#### RECORDS FOR THIS TASK

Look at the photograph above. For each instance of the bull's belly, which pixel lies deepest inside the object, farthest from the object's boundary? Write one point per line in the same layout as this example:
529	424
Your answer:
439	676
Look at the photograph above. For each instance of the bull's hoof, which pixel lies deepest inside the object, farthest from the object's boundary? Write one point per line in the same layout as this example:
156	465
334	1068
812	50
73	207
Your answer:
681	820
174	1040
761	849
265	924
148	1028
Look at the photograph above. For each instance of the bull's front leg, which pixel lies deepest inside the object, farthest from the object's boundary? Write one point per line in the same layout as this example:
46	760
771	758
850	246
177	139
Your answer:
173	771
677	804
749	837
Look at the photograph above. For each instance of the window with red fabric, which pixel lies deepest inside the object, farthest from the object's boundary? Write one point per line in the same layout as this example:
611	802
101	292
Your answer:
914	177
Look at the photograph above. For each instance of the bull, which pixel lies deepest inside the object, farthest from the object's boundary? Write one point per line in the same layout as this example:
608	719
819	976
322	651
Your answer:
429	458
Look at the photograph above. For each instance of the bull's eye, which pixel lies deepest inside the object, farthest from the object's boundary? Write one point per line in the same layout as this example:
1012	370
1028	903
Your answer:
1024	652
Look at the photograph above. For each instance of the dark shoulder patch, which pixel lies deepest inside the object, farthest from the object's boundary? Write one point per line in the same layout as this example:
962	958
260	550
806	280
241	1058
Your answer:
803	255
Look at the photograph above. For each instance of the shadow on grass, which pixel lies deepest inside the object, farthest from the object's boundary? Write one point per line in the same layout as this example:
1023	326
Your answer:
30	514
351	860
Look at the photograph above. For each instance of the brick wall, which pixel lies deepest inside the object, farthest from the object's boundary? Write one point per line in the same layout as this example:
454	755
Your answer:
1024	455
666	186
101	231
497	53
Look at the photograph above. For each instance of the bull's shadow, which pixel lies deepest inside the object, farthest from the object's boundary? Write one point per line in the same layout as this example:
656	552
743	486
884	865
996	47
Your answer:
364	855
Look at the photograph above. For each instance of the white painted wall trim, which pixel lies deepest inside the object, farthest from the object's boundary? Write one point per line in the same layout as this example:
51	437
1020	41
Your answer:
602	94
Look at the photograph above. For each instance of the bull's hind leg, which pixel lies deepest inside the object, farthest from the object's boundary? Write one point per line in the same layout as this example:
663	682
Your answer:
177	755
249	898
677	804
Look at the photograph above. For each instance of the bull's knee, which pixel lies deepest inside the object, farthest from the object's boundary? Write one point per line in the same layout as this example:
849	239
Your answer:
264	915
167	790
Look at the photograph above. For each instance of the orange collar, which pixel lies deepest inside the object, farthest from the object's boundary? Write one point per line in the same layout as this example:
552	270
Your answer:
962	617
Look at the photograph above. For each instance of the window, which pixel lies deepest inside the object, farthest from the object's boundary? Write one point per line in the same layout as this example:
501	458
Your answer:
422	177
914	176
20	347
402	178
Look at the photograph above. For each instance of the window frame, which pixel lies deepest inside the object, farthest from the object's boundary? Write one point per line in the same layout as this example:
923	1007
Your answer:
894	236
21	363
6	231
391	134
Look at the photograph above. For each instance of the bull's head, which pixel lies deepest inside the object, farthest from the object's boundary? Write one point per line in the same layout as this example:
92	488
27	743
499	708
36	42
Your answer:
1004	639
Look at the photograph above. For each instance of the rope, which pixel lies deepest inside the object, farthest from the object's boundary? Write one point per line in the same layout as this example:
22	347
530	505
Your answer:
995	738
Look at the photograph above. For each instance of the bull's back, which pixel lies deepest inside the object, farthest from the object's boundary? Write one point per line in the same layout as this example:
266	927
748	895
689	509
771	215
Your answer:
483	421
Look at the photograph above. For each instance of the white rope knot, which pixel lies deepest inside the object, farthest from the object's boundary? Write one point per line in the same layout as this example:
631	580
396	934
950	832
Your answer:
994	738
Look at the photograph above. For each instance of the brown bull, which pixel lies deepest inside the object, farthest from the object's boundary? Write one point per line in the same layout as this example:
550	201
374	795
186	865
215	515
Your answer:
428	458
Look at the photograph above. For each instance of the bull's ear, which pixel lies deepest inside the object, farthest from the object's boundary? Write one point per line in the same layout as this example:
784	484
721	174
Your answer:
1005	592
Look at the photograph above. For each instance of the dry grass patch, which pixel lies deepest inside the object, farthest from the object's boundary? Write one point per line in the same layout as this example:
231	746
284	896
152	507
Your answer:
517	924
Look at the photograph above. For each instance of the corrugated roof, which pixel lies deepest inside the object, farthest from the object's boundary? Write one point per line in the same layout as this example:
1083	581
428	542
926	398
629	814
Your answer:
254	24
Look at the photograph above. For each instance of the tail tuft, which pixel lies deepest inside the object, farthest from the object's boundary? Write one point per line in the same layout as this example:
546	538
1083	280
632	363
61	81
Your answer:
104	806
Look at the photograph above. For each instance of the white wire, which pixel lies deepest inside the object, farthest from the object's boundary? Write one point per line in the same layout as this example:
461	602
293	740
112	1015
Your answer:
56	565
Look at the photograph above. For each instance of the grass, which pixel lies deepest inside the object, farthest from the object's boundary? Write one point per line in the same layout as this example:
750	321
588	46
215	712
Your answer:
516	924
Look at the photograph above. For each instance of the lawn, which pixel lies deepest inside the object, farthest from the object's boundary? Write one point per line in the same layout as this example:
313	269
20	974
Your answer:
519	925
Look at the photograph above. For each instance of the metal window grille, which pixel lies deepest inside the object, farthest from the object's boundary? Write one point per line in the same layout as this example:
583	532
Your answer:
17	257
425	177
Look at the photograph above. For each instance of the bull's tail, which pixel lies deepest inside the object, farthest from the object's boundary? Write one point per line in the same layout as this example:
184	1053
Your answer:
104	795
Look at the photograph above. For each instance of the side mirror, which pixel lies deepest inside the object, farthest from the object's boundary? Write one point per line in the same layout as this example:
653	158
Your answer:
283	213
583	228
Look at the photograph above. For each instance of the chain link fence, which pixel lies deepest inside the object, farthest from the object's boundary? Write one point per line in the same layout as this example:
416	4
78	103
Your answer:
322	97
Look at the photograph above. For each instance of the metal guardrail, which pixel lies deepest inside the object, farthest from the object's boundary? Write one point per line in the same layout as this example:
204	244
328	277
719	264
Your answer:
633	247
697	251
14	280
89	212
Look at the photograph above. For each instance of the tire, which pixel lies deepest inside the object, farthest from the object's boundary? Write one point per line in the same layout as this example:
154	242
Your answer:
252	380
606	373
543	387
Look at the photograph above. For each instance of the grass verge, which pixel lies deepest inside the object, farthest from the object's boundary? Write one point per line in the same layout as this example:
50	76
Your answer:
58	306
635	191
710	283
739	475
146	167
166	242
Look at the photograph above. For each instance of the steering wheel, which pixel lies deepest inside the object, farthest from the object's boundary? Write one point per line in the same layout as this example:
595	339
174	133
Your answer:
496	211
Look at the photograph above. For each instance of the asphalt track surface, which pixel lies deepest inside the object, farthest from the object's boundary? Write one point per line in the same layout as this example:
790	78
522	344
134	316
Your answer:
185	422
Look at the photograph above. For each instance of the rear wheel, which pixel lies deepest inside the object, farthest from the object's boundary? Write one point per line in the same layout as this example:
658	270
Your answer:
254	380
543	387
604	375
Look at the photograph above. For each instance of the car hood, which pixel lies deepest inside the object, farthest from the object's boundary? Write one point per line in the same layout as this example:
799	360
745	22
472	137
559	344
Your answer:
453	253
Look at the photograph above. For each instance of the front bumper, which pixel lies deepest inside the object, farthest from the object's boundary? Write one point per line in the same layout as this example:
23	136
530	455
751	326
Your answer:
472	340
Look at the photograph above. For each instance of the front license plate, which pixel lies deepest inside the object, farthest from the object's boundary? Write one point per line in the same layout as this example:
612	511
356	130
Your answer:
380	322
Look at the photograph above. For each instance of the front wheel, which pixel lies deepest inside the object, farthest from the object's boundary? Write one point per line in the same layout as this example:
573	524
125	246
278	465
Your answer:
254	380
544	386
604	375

########

» WHAT IS EXPECTED
When a line among the entries contains "patch", pull that line out.

» SOLUTION FOR THIS PROBLEM
Look at the photograph above. For each instance of the dark shoulder patch, which pixel lies deepest inside the object, farthest from the object's boundary? Write one point per line in the same layout as this example:
Look at the photograph above. For each instance of the dry grass patch, which pixel lies deepest inside the object, farthest from the object's boundary? Write one point per line in the same layout as this example:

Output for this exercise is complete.